* DATA PROVIDED:
---
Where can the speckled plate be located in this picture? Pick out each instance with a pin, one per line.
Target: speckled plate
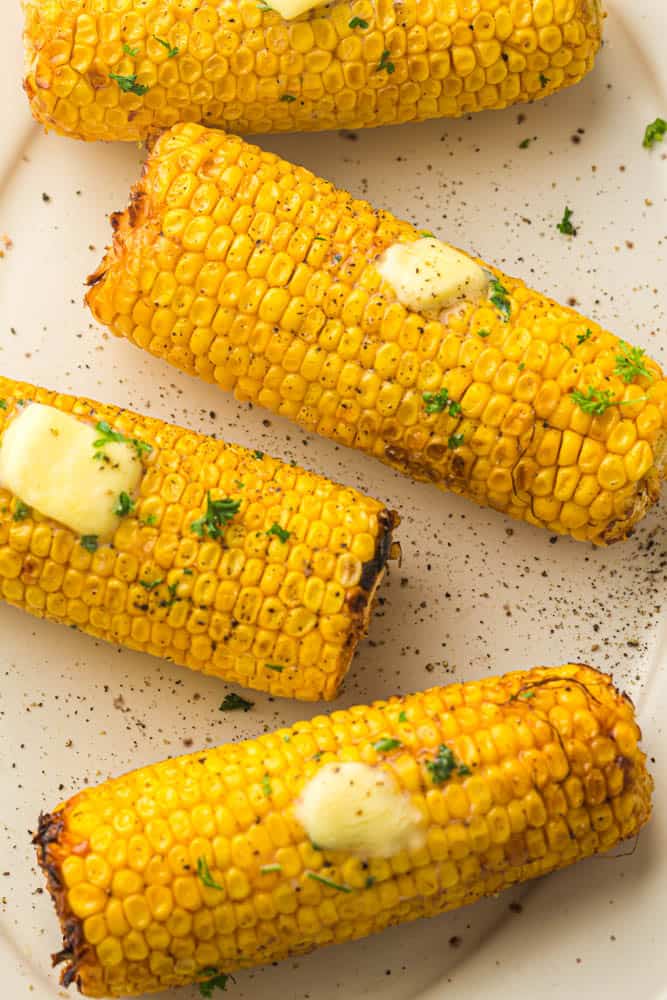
---
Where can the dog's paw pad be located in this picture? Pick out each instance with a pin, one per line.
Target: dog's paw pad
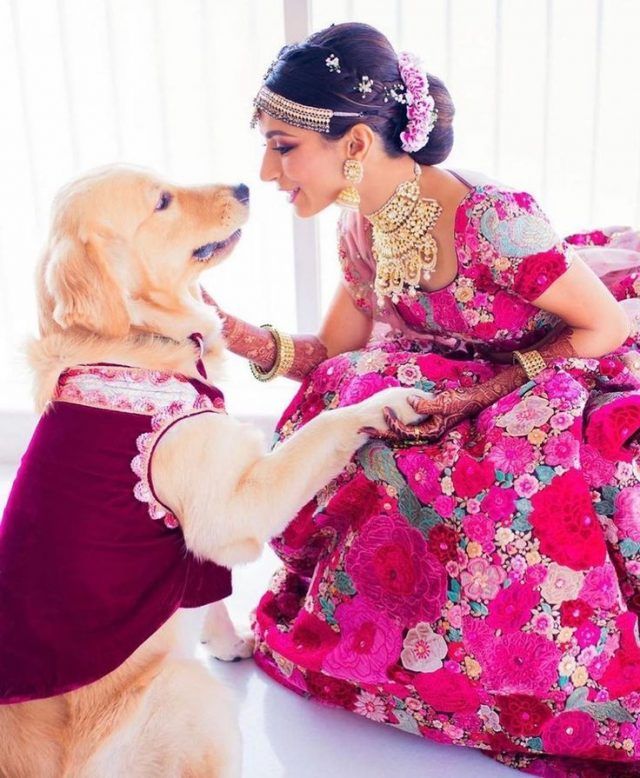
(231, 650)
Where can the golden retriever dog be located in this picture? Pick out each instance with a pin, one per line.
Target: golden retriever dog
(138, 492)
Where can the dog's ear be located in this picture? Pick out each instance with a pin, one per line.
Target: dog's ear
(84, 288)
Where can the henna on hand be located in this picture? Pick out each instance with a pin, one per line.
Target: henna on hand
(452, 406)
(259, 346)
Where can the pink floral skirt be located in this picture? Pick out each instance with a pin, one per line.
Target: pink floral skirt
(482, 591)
---
* AIM:
List every line above that contains the string "henna". Case counts.

* RESPONSE TO THE EXERCISE:
Where can the henna on hand be located in this picture? Pick out each instance with a pin, one per line.
Target: henna on hand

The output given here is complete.